Raw data section start

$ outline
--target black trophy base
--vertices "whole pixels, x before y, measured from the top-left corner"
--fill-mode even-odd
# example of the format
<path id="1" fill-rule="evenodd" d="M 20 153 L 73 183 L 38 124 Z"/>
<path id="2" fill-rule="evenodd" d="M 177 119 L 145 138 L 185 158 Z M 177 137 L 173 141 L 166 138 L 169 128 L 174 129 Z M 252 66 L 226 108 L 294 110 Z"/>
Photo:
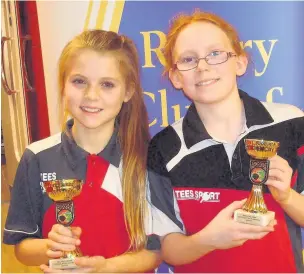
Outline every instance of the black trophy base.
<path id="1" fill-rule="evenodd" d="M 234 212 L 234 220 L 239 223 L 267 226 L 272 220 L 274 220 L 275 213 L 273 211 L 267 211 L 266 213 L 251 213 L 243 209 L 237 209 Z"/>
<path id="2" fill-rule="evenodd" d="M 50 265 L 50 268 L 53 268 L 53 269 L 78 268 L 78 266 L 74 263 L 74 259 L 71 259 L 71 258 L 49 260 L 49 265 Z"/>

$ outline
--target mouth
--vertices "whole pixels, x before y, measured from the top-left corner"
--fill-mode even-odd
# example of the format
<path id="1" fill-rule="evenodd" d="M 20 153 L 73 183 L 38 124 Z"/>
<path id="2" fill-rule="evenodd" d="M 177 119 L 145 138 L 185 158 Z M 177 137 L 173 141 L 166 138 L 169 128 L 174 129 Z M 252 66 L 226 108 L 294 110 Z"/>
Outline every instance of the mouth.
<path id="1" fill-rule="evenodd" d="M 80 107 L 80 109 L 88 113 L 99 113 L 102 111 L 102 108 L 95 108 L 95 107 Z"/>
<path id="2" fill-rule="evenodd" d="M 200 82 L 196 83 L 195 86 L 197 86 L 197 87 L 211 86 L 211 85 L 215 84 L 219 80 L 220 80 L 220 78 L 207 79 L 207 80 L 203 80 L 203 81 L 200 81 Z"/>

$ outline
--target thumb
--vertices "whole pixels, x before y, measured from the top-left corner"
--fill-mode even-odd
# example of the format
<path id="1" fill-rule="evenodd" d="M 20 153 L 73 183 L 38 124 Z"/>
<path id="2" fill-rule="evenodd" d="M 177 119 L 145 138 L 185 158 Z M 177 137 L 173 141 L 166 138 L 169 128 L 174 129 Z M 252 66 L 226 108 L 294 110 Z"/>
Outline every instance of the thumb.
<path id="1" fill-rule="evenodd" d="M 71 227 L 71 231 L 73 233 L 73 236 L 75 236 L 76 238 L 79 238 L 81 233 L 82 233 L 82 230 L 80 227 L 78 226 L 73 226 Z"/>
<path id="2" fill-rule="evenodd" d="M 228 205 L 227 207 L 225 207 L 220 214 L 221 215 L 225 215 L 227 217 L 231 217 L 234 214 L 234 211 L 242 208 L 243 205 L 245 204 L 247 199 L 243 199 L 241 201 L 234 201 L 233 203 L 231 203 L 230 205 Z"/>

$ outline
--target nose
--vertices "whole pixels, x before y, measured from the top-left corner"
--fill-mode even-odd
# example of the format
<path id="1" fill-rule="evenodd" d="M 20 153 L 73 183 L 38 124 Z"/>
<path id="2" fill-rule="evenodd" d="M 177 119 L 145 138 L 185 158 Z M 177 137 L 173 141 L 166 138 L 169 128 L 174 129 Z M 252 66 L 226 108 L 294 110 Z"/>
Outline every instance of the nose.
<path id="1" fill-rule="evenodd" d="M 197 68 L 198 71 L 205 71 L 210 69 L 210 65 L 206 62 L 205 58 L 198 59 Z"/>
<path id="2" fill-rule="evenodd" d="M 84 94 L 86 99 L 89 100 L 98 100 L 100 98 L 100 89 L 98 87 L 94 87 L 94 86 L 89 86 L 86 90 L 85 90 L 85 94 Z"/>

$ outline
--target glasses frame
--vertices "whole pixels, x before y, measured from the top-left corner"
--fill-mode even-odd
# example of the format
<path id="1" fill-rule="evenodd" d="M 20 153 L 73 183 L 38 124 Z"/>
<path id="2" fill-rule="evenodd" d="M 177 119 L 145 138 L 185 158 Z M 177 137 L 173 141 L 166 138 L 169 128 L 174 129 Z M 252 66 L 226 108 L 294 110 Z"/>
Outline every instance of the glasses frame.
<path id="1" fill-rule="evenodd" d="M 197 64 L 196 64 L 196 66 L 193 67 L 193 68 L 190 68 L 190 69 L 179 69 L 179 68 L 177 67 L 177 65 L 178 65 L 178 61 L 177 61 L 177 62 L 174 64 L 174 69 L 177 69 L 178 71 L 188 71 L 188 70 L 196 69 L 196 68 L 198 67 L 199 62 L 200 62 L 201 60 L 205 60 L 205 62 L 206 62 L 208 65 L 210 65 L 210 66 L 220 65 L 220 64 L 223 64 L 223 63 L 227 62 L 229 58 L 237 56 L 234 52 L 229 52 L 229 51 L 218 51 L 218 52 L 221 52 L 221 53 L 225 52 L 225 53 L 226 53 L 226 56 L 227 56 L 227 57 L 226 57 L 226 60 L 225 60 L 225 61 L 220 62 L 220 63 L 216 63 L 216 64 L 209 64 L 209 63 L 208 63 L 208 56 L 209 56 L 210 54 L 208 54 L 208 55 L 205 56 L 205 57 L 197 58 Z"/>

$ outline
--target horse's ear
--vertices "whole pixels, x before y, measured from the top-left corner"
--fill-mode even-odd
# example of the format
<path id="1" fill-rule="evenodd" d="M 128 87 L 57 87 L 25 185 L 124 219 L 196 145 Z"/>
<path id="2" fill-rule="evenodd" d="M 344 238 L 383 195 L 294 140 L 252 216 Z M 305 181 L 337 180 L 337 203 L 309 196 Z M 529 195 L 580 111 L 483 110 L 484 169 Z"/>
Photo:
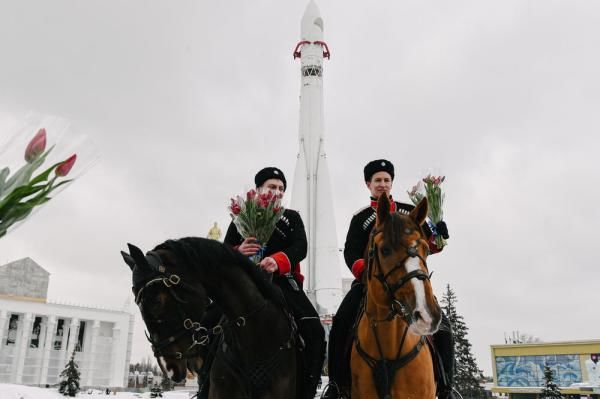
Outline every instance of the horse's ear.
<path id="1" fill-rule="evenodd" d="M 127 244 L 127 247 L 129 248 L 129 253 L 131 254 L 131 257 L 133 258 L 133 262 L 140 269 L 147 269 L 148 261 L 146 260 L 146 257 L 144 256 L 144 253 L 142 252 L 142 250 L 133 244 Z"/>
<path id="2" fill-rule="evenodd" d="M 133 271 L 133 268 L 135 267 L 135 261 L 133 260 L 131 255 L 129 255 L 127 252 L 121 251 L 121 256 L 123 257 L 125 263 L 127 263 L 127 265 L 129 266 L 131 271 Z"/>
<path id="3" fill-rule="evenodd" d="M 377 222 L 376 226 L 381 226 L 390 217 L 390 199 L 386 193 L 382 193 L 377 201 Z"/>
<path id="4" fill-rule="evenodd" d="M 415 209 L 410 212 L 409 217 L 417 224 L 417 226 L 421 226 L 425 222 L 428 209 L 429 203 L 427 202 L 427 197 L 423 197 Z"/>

Raw data section end

**Task:**
Give back the records above exactly, with no pictures.

**Worked solution:**
$ outline
--target black trophy base
--vertices "whole pixels, x before y, measured from the top-left corner"
--fill-mode even-odd
# example of the format
<path id="1" fill-rule="evenodd" d="M 20 153 L 73 183 L 38 124 Z"/>
<path id="2" fill-rule="evenodd" d="M 177 119 L 145 138 L 185 158 Z M 177 137 L 173 141 L 166 138 L 169 128 L 174 129 Z M 252 66 L 226 108 L 294 110 Z"/>
Photo:
Outline every instance of the black trophy base.
<path id="1" fill-rule="evenodd" d="M 234 212 L 234 220 L 239 223 L 267 226 L 272 220 L 274 220 L 275 213 L 273 211 L 267 211 L 266 213 L 251 213 L 243 209 L 237 209 Z"/>
<path id="2" fill-rule="evenodd" d="M 50 265 L 50 268 L 53 268 L 53 269 L 78 268 L 78 266 L 74 263 L 74 259 L 71 259 L 71 258 L 49 260 L 49 265 Z"/>

$ outline
--target mouth
--vertices "whole pixels, x before y, measured from the top-left corner"
--fill-mode even-odd
# example of the format
<path id="1" fill-rule="evenodd" d="M 20 153 L 73 183 L 38 124 Z"/>
<path id="2" fill-rule="evenodd" d="M 177 119 L 145 138 L 185 158 Z M 177 137 L 173 141 L 166 138 L 169 128 L 174 129 Z M 252 66 L 226 108 L 294 110 Z"/>
Outline every instance of the mouth.
<path id="1" fill-rule="evenodd" d="M 80 107 L 80 109 L 88 113 L 99 113 L 102 111 L 102 108 L 95 108 L 95 107 Z"/>
<path id="2" fill-rule="evenodd" d="M 200 82 L 196 83 L 195 86 L 197 86 L 197 87 L 211 86 L 211 85 L 215 84 L 219 80 L 220 80 L 220 78 L 207 79 L 207 80 L 203 80 L 203 81 L 200 81 Z"/>

$ outline
--target thumb
--vertices "whole pixels, x before y, measured from the top-left corner"
--fill-mode even-odd
# example of the format
<path id="1" fill-rule="evenodd" d="M 20 153 L 73 183 L 38 124 Z"/>
<path id="2" fill-rule="evenodd" d="M 177 119 L 145 138 L 185 158 Z M 177 137 L 173 141 L 166 138 L 169 128 L 174 129 Z M 252 66 L 226 108 L 294 110 Z"/>
Outline every instance of the thumb.
<path id="1" fill-rule="evenodd" d="M 71 227 L 71 231 L 73 233 L 73 236 L 75 236 L 76 238 L 79 238 L 81 233 L 82 233 L 82 230 L 80 227 L 78 226 L 73 226 Z"/>
<path id="2" fill-rule="evenodd" d="M 228 205 L 227 207 L 225 207 L 220 214 L 221 215 L 225 215 L 227 217 L 231 217 L 234 214 L 234 211 L 242 208 L 243 205 L 245 204 L 247 199 L 243 199 L 241 201 L 234 201 L 233 203 L 231 203 L 230 205 Z"/>

$ outline
--target nose
--vertices "whole pixels, x before y, measured from the top-left corner"
--fill-mode even-odd
# example of the format
<path id="1" fill-rule="evenodd" d="M 20 153 L 73 183 L 38 124 Z"/>
<path id="2" fill-rule="evenodd" d="M 177 119 L 145 138 L 185 158 Z M 177 137 L 173 141 L 166 138 L 169 128 L 174 129 Z M 252 66 L 226 108 L 294 110 Z"/>
Outline every instance of the nose.
<path id="1" fill-rule="evenodd" d="M 197 68 L 198 71 L 205 71 L 210 69 L 210 65 L 206 62 L 205 58 L 198 59 Z"/>
<path id="2" fill-rule="evenodd" d="M 84 94 L 86 99 L 89 100 L 98 100 L 100 98 L 100 89 L 98 87 L 94 87 L 94 86 L 89 86 L 86 90 L 85 90 L 85 94 Z"/>

$ outline
--target glasses frame
--vertices "whole pixels, x before y, measured from the top-left corner"
--fill-mode even-odd
# example of the format
<path id="1" fill-rule="evenodd" d="M 20 153 L 73 183 L 38 124 Z"/>
<path id="2" fill-rule="evenodd" d="M 177 119 L 145 138 L 185 158 Z M 177 137 L 173 141 L 166 138 L 169 128 L 174 129 Z M 252 66 L 226 108 L 294 110 Z"/>
Outline every instance of the glasses frame.
<path id="1" fill-rule="evenodd" d="M 197 64 L 196 64 L 196 66 L 193 67 L 193 68 L 190 68 L 190 69 L 179 69 L 179 68 L 177 67 L 177 65 L 178 65 L 178 61 L 177 61 L 177 62 L 174 64 L 174 69 L 177 69 L 178 71 L 188 71 L 188 70 L 196 69 L 196 68 L 198 67 L 199 62 L 200 62 L 201 60 L 205 60 L 205 62 L 206 62 L 208 65 L 210 65 L 210 66 L 220 65 L 220 64 L 223 64 L 223 63 L 227 62 L 229 58 L 237 56 L 234 52 L 229 52 L 229 51 L 218 51 L 218 52 L 221 52 L 221 53 L 225 52 L 225 53 L 226 53 L 226 56 L 227 56 L 227 57 L 226 57 L 226 60 L 225 60 L 225 61 L 220 62 L 220 63 L 216 63 L 216 64 L 209 64 L 209 63 L 208 63 L 208 56 L 209 56 L 210 54 L 208 54 L 208 55 L 205 56 L 205 57 L 197 58 Z"/>

$ outline
--target horse's ear
--vertices "whole pixels, x before y, measured from the top-left corner"
--fill-mode even-odd
# example of the format
<path id="1" fill-rule="evenodd" d="M 128 87 L 57 87 L 25 185 L 124 219 L 196 145 Z"/>
<path id="2" fill-rule="evenodd" d="M 344 238 L 383 195 L 294 140 L 252 216 Z M 305 181 L 337 180 L 337 203 L 309 196 Z M 529 195 L 580 111 L 483 110 L 484 169 Z"/>
Photo:
Outline every instance of the horse's ear.
<path id="1" fill-rule="evenodd" d="M 127 244 L 127 247 L 129 248 L 129 253 L 131 254 L 131 257 L 133 258 L 133 262 L 140 269 L 147 269 L 148 261 L 146 260 L 146 257 L 144 256 L 144 253 L 142 252 L 142 250 L 133 244 Z"/>
<path id="2" fill-rule="evenodd" d="M 133 271 L 133 268 L 135 267 L 135 261 L 133 260 L 131 255 L 129 255 L 127 252 L 121 251 L 121 256 L 123 257 L 125 263 L 127 263 L 127 265 L 129 266 L 131 271 Z"/>
<path id="3" fill-rule="evenodd" d="M 377 222 L 376 226 L 381 226 L 390 217 L 390 199 L 386 193 L 382 193 L 377 201 Z"/>
<path id="4" fill-rule="evenodd" d="M 415 209 L 410 212 L 409 217 L 417 224 L 417 226 L 421 226 L 425 222 L 428 209 L 429 203 L 427 202 L 427 197 L 423 197 Z"/>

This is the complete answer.